**WHAT THIS TASK INVOLVES:** Put every line of the records below into a numbered list, leaving out any blank lines.

========================================

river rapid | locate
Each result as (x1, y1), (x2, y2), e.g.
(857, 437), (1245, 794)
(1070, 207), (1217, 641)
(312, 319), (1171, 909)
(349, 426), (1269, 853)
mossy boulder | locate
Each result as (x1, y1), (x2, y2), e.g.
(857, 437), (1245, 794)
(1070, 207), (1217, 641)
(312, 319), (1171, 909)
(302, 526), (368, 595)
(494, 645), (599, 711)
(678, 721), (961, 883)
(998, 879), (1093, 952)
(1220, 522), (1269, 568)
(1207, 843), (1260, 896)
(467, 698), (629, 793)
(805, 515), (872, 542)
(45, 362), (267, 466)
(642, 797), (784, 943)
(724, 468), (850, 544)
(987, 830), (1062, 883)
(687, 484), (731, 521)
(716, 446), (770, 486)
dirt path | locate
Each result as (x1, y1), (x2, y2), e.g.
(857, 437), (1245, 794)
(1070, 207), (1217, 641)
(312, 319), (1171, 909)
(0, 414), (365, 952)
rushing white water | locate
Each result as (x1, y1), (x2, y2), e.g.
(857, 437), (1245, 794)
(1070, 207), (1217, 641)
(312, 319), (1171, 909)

========================================

**WRITTEN ANSWER:**
1. river rapid | locate
2. Each result as (x1, y1), (x2, y2), e.g.
3. (857, 437), (1245, 794)
4. (1070, 207), (1217, 641)
5. (312, 319), (1171, 909)
6. (349, 426), (1269, 853)
7. mossy boulder | locate
8. Each result as (x1, y1), (x2, y2), e.g.
9. (857, 437), (1245, 794)
10. (1070, 207), (1217, 641)
11. (312, 319), (1171, 909)
12. (302, 526), (368, 595)
13. (494, 645), (599, 711)
14. (678, 721), (961, 883)
15. (998, 879), (1093, 952)
16. (1220, 522), (1269, 568)
17. (1207, 843), (1260, 896)
18. (467, 698), (629, 793)
19. (805, 515), (872, 542)
20. (45, 362), (267, 466)
21. (642, 797), (784, 943)
22. (724, 468), (850, 544)
23. (987, 830), (1062, 883)
24. (687, 484), (731, 521)
25. (716, 446), (770, 486)
26. dirt path | locate
27. Each result as (x1, y1), (x2, y2), e.g.
28. (857, 437), (1245, 794)
29. (1070, 207), (1217, 641)
30. (312, 319), (1171, 909)
31. (0, 414), (365, 952)
32. rushing white water | locate
33. Each result as (x1, y1), (x2, y2), e.g.
34. (857, 437), (1245, 794)
35. (1070, 207), (1217, 641)
36. (312, 319), (1171, 909)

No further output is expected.